Location identification entries:
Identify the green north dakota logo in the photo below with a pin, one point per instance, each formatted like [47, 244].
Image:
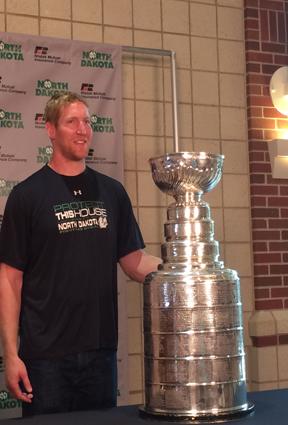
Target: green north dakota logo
[10, 119]
[49, 88]
[11, 51]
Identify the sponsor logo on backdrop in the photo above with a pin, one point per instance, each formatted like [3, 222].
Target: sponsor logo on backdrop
[94, 159]
[39, 120]
[95, 59]
[10, 51]
[10, 88]
[6, 186]
[102, 124]
[49, 88]
[44, 154]
[42, 54]
[7, 402]
[9, 119]
[87, 90]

Set task
Could you write out all the items again, renaming "Target" to "Object" wherever it occurs, with everything else left unchanged and the pictures omitted?

The answer
Identify the green north dakota logo in the photo below with a pin, one point per instance, each formatted like [47, 244].
Image:
Object: green north dakota logo
[10, 119]
[49, 88]
[11, 51]
Identify the sponsor logo on backdrop in the photo above with a pin, one point per instance, each formatted like [3, 222].
Object: sponsor logo on backdrop
[94, 159]
[39, 120]
[95, 59]
[10, 51]
[10, 88]
[6, 186]
[102, 124]
[49, 88]
[44, 154]
[42, 54]
[7, 402]
[9, 119]
[87, 90]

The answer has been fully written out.